PROBLEM REQUIREMENTS:
Convert the lines below, beginning with the line that contains "of the weathered" and continuing through the line that contains "The function MUST provide one point per instance of the paved", both included, into a JSON list of strings, one string per line, with blank lines left out.

RECORDED INFORMATION:
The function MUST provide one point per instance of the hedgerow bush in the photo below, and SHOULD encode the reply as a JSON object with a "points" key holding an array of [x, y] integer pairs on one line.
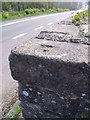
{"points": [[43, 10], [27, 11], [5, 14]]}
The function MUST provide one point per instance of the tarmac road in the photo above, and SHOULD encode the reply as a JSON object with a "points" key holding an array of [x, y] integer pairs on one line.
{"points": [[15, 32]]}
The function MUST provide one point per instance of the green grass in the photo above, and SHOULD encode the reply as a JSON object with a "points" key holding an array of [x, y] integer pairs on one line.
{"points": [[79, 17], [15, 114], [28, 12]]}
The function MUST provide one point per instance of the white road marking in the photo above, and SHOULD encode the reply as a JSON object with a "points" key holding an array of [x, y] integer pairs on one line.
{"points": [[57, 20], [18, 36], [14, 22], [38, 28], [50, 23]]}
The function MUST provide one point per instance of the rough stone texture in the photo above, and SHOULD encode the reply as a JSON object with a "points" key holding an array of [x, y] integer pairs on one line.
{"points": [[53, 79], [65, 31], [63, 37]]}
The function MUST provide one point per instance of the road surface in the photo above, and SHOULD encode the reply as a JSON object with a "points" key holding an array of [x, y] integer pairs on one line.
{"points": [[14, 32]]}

* * *

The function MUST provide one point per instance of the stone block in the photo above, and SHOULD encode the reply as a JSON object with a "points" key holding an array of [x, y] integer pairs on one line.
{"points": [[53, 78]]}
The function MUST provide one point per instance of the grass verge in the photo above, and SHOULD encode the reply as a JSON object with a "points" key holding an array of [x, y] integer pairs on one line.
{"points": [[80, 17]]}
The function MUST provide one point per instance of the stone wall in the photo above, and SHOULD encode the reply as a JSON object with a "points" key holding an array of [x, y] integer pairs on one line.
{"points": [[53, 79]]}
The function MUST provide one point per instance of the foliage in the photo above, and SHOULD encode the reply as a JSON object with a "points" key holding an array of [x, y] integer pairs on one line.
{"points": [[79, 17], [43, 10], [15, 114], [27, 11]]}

---

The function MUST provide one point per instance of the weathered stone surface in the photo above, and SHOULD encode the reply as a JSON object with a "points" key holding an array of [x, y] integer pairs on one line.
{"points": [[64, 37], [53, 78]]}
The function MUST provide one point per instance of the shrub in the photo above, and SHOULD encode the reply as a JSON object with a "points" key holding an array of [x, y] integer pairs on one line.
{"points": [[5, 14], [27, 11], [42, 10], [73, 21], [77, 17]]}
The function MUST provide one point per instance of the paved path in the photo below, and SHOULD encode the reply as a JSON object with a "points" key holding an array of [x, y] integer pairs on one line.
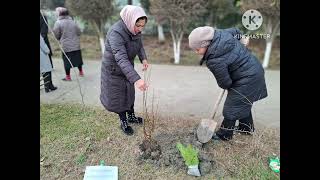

OUTPUT FOR THIS TASK:
[
  "The function MUST provide one point per instance of the weathered stone surface in the photo above, and SHOULD encode the reply as a JSON object with a \"points\" key holding an array of [x, y] integer pairs on one line.",
  "{\"points\": [[64, 37], [53, 78]]}",
  "The function MUST provide one point per instance of the shrub in the photo above, and SHOULD encode the reply as a JSON object with a \"points\" key holding an array of [x, y] integer pairs on one line.",
  "{\"points\": [[5, 14], [27, 11], [42, 10], [73, 21], [77, 17]]}",
  "The function MUST provide one point per instance of the paved path in the photo below, and SHOULD encode the reply as a JSON object with a \"points\" key holding an array of [x, y] integer pairs on one line."
]